= Given exercise =
Copy every line from the one containing "task: trace the outline of every instance of the bird's foot" through the last line of the records below, both included, and nothing else.

Begin Entries shown

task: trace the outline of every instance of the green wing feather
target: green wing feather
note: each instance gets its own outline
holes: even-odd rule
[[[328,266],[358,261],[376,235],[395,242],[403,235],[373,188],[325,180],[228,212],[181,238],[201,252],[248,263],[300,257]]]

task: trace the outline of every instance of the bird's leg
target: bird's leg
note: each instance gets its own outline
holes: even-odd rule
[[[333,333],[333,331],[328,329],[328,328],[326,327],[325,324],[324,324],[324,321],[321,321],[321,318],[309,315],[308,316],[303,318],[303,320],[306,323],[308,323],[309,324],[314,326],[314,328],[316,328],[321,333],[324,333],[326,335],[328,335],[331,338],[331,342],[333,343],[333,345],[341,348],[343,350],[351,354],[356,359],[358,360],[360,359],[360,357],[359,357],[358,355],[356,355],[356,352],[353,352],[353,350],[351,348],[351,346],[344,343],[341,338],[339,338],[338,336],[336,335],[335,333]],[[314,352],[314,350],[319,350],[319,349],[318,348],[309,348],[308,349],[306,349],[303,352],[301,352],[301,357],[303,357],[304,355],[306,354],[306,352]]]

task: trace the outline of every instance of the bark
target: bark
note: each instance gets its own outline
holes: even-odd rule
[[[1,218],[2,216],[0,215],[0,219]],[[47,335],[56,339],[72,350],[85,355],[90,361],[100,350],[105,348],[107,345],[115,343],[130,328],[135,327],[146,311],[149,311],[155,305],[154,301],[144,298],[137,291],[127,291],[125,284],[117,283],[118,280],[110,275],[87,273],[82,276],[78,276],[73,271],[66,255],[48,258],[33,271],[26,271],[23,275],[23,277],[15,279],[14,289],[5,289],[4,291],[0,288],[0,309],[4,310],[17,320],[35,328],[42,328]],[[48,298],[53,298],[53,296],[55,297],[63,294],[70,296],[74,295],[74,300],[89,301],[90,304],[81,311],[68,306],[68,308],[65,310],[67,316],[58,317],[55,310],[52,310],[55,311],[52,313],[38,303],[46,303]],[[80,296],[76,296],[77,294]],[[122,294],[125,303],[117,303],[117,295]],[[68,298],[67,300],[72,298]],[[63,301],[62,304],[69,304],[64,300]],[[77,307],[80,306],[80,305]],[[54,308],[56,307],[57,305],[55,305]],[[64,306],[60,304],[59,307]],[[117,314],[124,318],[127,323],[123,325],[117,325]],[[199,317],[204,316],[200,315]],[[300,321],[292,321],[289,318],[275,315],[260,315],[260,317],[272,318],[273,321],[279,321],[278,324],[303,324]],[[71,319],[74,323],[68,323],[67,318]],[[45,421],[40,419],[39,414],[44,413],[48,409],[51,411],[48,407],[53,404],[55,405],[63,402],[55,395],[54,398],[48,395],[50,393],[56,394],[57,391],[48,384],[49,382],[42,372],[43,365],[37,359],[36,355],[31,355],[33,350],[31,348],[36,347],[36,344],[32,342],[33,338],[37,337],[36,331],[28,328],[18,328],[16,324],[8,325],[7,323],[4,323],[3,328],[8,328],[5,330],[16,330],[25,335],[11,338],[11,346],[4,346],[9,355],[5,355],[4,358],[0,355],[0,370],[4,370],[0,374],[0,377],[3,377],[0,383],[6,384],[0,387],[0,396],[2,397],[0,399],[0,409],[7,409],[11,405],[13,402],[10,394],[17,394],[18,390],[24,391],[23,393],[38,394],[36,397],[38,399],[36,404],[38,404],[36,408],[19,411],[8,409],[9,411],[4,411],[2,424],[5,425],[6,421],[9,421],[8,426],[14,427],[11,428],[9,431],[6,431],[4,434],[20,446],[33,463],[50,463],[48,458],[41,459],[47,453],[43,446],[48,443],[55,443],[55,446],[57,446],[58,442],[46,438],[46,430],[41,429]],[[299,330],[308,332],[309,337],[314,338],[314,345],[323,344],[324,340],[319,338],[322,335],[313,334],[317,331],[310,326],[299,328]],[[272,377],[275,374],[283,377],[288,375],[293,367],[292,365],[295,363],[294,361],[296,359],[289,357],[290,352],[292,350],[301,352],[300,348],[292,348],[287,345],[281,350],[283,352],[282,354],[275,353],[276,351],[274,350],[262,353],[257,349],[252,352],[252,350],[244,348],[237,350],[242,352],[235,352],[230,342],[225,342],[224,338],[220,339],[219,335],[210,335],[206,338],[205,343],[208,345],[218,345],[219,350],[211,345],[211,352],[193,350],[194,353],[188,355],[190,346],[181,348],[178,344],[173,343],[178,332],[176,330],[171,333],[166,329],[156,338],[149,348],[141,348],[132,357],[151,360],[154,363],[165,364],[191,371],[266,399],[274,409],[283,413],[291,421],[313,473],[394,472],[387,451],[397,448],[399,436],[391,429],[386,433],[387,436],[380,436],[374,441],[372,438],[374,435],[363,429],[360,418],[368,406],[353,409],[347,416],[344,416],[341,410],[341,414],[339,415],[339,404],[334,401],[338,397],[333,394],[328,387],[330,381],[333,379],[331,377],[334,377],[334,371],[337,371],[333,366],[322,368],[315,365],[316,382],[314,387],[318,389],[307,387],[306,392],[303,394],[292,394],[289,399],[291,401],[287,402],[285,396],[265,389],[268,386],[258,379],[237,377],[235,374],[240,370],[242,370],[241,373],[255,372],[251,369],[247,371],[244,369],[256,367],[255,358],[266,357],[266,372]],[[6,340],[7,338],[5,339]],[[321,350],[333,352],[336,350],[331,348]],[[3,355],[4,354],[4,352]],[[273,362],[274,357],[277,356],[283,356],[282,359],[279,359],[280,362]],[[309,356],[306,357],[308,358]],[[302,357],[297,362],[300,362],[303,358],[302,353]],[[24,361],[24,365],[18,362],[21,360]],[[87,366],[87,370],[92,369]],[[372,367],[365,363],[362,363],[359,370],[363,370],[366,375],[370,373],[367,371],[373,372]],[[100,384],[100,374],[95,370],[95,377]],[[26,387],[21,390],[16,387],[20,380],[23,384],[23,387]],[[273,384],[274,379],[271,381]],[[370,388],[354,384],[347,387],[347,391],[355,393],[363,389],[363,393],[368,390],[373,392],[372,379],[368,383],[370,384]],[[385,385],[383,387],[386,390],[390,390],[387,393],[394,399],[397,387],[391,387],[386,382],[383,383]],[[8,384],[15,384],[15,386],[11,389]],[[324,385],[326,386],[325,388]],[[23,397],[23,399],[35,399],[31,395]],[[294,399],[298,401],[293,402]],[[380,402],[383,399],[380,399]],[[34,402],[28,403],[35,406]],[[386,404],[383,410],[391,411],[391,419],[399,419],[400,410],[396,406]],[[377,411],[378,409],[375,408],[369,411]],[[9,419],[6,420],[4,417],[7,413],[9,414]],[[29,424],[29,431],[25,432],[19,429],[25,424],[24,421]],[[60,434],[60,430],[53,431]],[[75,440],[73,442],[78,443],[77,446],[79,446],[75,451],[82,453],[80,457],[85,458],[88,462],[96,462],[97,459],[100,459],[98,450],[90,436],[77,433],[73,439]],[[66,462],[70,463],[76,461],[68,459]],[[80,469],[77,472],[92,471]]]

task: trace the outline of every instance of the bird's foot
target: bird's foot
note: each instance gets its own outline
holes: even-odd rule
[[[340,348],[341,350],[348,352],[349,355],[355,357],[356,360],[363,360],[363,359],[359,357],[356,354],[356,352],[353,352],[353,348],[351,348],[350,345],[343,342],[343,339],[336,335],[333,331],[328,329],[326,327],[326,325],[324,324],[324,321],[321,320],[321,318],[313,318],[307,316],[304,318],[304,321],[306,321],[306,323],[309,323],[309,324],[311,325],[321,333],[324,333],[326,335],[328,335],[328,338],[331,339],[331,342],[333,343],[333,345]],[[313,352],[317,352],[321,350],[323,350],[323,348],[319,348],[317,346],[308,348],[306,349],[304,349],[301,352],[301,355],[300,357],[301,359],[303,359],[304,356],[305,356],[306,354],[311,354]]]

End Entries shown

= Response =
task: trace the outline of every instance of the bird's foot
target: bird's foot
note: each instance gets its own outline
holes: even-odd rule
[[[340,348],[341,350],[348,352],[349,355],[355,357],[356,360],[363,360],[363,359],[359,357],[356,354],[356,352],[353,352],[353,348],[351,348],[350,345],[343,342],[343,339],[336,335],[333,331],[328,329],[326,327],[326,325],[324,324],[324,321],[321,320],[321,318],[313,318],[307,316],[304,318],[304,321],[306,321],[306,323],[309,323],[309,324],[311,325],[321,333],[324,333],[326,335],[328,335],[328,338],[331,339],[331,342],[333,343],[333,345]],[[313,352],[317,352],[321,350],[323,350],[323,348],[319,348],[317,346],[308,348],[306,349],[304,349],[301,352],[301,355],[300,357],[301,359],[303,359],[304,356],[305,356],[306,354],[311,354]]]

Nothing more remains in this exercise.